= TEXTO DEL EJERCICIO =
La leyenda de los Cristos del Calvario es considerada tradicional en Guatemala, se relata en la época colonial donde la iglesia comenzó a tomar auge en todo el país...
La leyenda de los Cristos del Calvario es considerada tradicional en Guatemala, se relata en la época colonial donde la iglesia comenzó a tomar auge en todo el país.
Cuenta la leyenda que durante dicha época las personas no se afianzaban de la iglesia, lo cual provocó que muchos habitantes se retiraran de la iglesia provocando en ellos la necesidad de buscar nuevos dioses, los cuales según ellos creían que podrían cumplir milagros por medio de esculturas o pinturas.
Por esa razón, el monseñor y los párrocos se vieron obligados a acudir a un famoso escultor de la época, a quien después de contactarlo le rogaron que hiciera esculturas de cristos, de diferentes colores, tamaños, crucificados y yacentes.
El exitoso escultor se sentía ansioso y emocionado al escuchar eso, así que empezó las esculturas dedicándoles casi todo su tiempo. Cuando terminó el trabajo se dio cuenta que cinco de sus esculturas resultaron muy milagrosas.

= MATERIAL PROPORCIONADO =
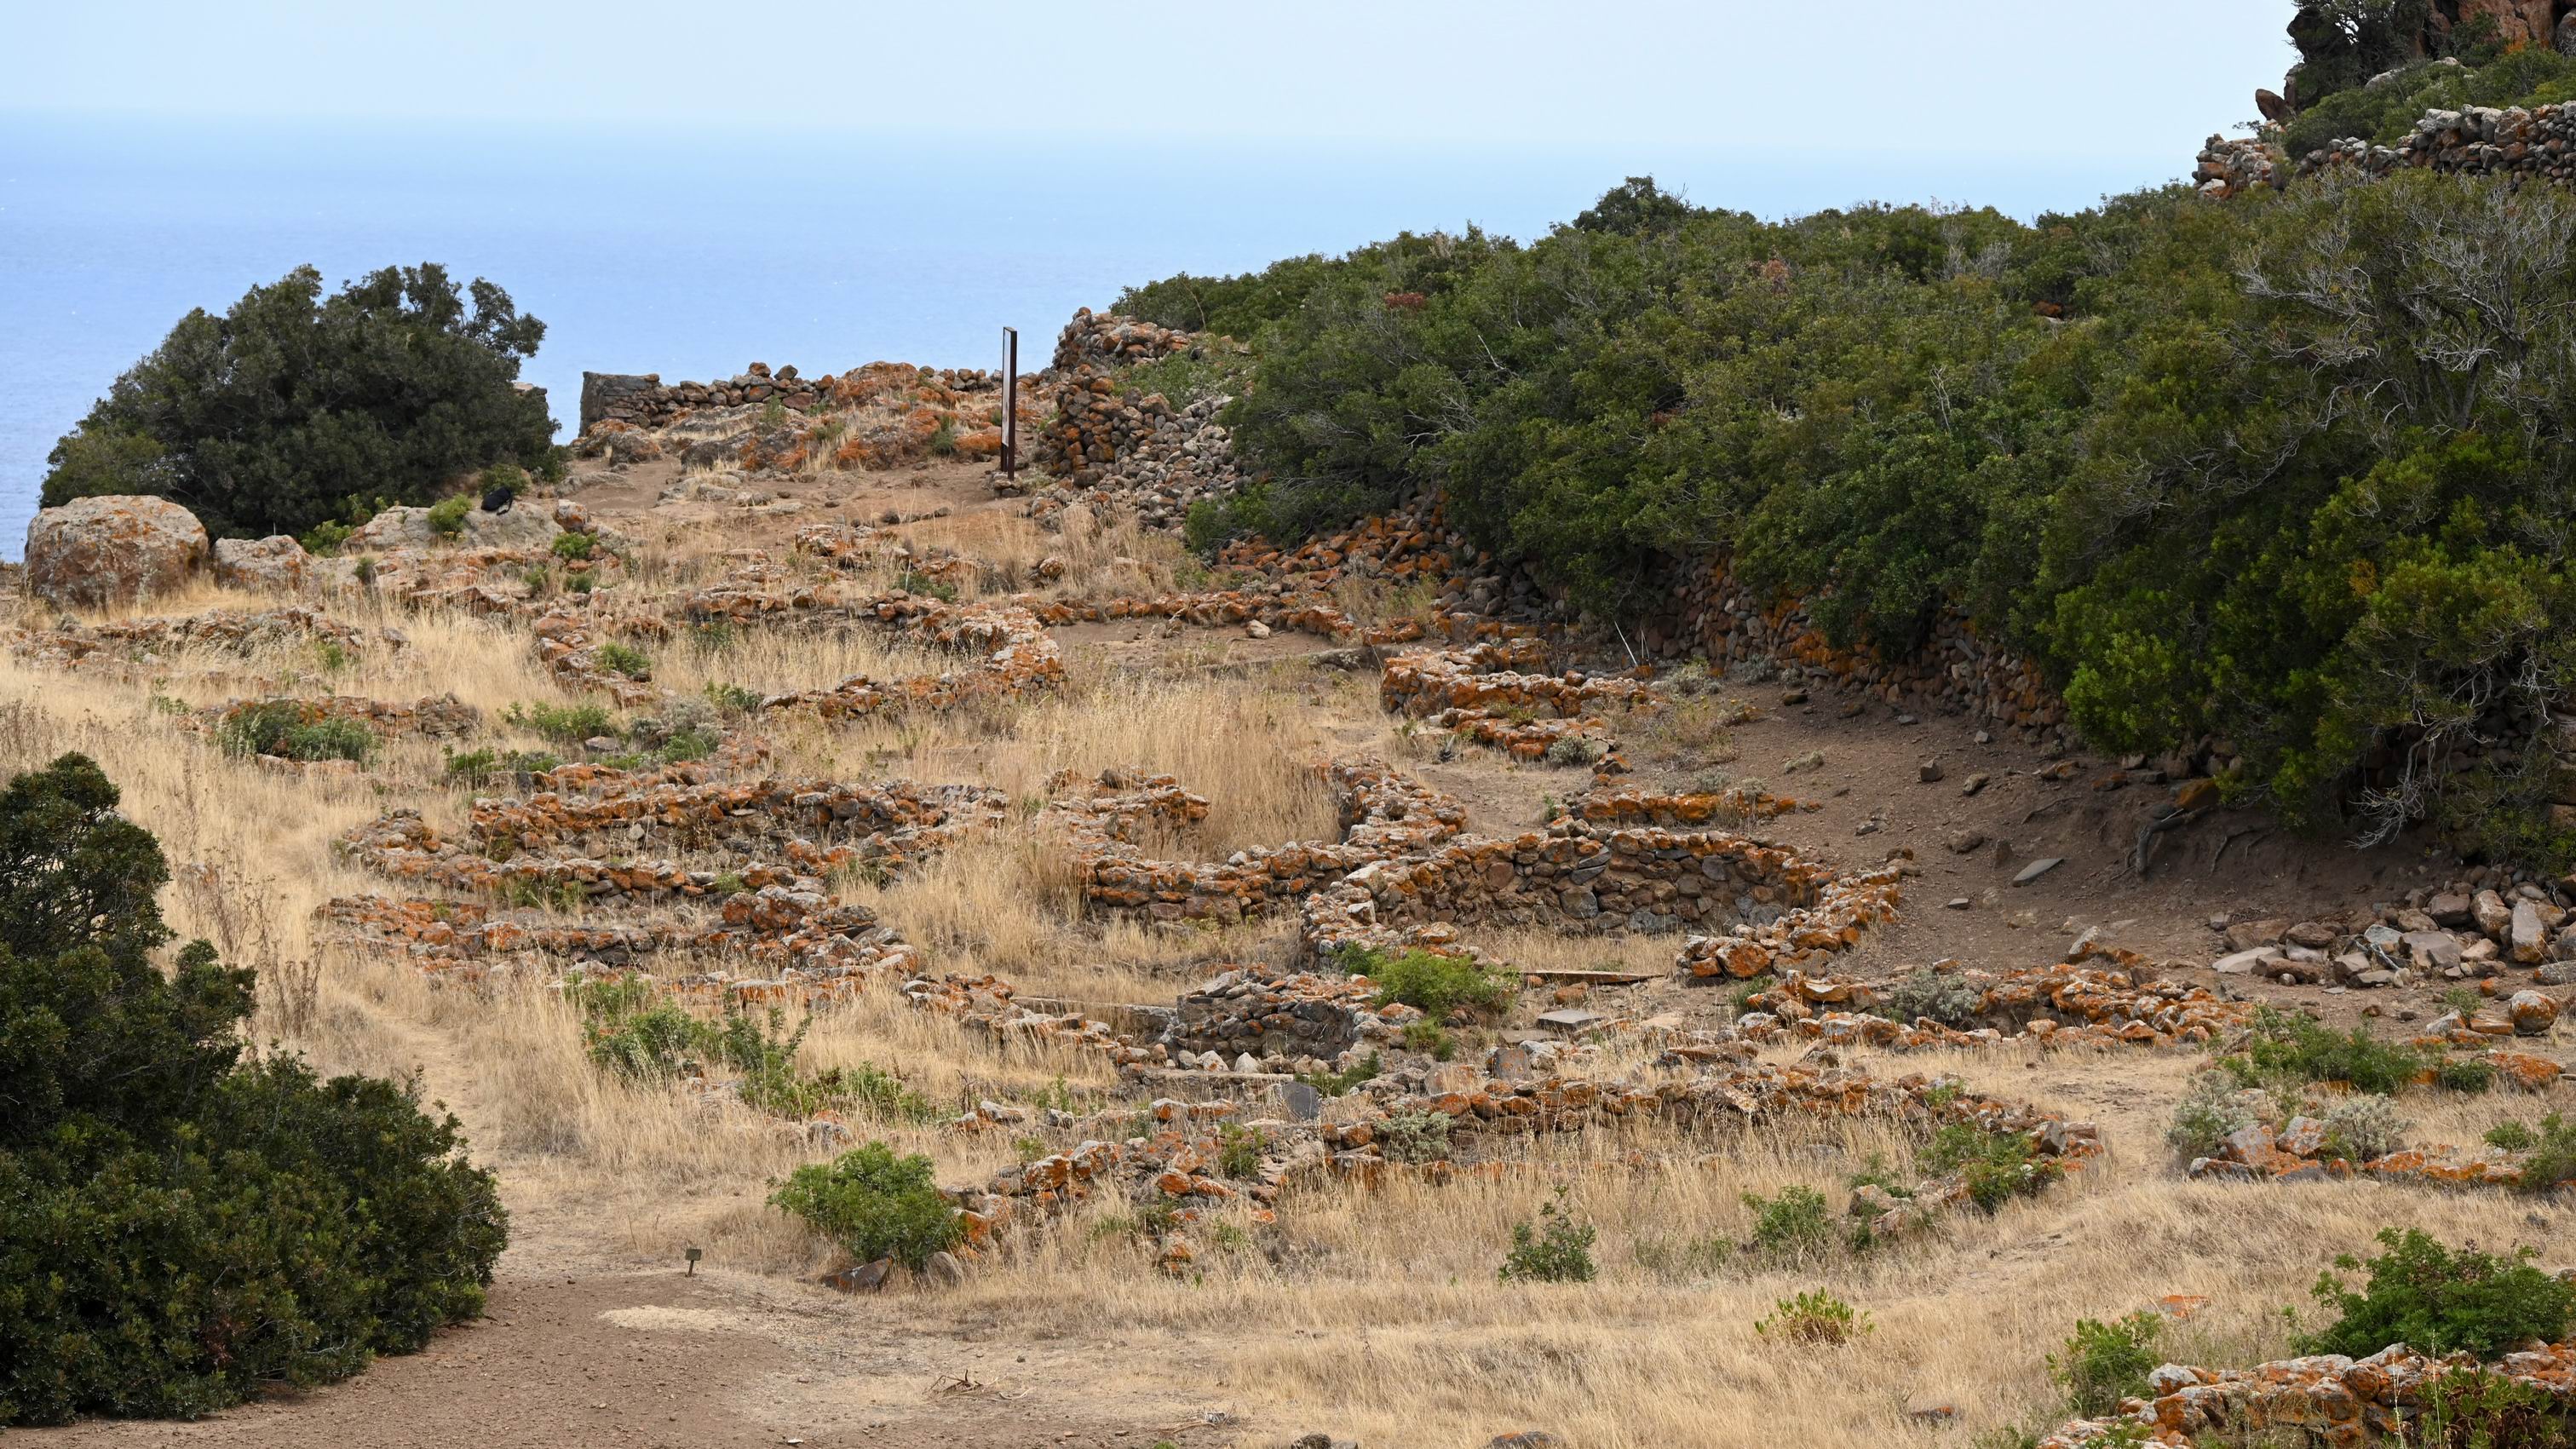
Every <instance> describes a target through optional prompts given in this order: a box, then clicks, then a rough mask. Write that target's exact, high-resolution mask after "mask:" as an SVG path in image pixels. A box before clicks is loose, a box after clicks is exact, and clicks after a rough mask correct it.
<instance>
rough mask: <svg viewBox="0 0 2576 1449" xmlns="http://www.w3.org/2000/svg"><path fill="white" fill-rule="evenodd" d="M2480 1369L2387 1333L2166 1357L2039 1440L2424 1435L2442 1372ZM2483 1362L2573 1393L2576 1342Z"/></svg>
---
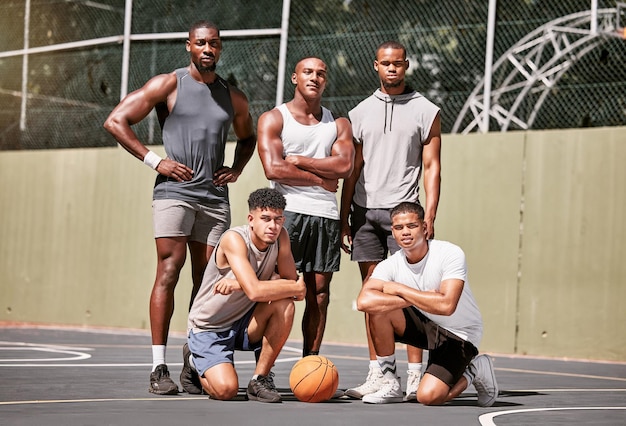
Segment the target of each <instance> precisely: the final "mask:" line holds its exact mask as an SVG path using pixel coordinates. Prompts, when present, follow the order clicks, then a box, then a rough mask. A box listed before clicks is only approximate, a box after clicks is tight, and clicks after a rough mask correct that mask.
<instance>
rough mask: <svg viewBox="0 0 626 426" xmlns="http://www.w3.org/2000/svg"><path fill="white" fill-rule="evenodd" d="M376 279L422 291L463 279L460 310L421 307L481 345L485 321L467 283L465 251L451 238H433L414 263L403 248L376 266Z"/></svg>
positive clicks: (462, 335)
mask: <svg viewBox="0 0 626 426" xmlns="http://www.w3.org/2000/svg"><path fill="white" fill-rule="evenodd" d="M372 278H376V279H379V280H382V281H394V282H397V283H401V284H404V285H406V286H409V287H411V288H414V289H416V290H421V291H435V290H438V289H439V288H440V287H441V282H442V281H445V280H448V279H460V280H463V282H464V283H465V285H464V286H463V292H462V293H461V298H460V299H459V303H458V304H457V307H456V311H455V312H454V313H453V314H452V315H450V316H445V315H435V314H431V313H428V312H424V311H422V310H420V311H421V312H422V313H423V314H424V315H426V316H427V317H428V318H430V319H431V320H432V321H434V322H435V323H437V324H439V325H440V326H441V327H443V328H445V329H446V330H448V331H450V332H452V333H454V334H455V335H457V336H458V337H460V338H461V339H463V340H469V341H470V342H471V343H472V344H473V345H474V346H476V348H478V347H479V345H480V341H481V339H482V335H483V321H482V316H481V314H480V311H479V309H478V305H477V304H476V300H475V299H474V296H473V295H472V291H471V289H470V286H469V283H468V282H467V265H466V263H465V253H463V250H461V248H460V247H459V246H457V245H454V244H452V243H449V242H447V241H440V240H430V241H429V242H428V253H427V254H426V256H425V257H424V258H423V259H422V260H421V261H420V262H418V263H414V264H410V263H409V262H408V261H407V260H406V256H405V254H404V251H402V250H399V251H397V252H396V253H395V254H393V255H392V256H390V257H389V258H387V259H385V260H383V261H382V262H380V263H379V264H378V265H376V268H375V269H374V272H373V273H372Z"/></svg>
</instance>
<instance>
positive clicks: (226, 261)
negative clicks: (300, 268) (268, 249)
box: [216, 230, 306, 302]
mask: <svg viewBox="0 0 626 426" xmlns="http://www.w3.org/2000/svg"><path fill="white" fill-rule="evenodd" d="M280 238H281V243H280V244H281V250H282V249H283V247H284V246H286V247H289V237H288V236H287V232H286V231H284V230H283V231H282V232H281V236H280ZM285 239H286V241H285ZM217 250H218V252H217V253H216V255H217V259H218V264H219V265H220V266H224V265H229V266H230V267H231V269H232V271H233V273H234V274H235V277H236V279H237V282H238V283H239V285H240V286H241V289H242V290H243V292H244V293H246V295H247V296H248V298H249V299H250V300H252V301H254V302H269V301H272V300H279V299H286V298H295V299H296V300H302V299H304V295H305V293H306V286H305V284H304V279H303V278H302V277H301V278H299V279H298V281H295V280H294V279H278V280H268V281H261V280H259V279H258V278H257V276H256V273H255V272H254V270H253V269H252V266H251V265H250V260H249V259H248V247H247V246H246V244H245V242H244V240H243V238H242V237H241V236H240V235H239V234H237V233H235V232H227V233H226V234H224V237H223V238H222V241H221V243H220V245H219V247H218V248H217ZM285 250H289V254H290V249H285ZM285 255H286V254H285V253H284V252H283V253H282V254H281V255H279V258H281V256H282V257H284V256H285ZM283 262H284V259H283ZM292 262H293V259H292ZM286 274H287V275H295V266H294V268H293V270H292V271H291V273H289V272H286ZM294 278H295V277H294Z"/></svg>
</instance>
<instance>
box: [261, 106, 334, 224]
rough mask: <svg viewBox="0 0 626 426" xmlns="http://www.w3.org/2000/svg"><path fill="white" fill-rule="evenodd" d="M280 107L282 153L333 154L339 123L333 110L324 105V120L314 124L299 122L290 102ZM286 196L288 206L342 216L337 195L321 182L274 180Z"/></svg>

= TAREAS DEL EJERCICIO =
**1)** Responda brevemente, según el texto sobre la leyenda de los Cristos del Calvario:
(a) ¿En qué país se considera tradicional esta leyenda?
(b) ¿A quién acudieron el monseñor y los párrocos?
(c) ¿Cuántas esculturas resultaron muy milagrosas?
**2)** Prosiga el texto sobre la leyenda de los Cristos del Calvario a partir de su última oración.

= RESPUESTAS DEL EJERCICIO =
**1)**
(a) En Guatemala.
(b) A un famoso escultor de la época.
(c) Cinco.

**2)**
El señor acostumbraba ir a misa los días domingo, pero uno de ellos que se encontraba camino a la iglesia se acercaron varios hombres de mala fe y se apoderaron de casi todas sus esculturas, entre ellas dos de las cinco milagrosas que poseía.
Cuando se enteró de lo ocurrido las esculturas fueron repartidas por toda la nación a decisión del obispo, pero las tres milagrosas las donó a tres lugares; el Cristo más milagroso lo donó a Esquipulas, razón por la que lo llamaron Cristo Negro de Esquipulas, otro se encuentra en la catedral de Santo Domingo de Guzmán en Cobán, Alta Verapaz y el último se encuentra en Alta Verapaz, ubicado en la Hermita de Chixim, en Tactic.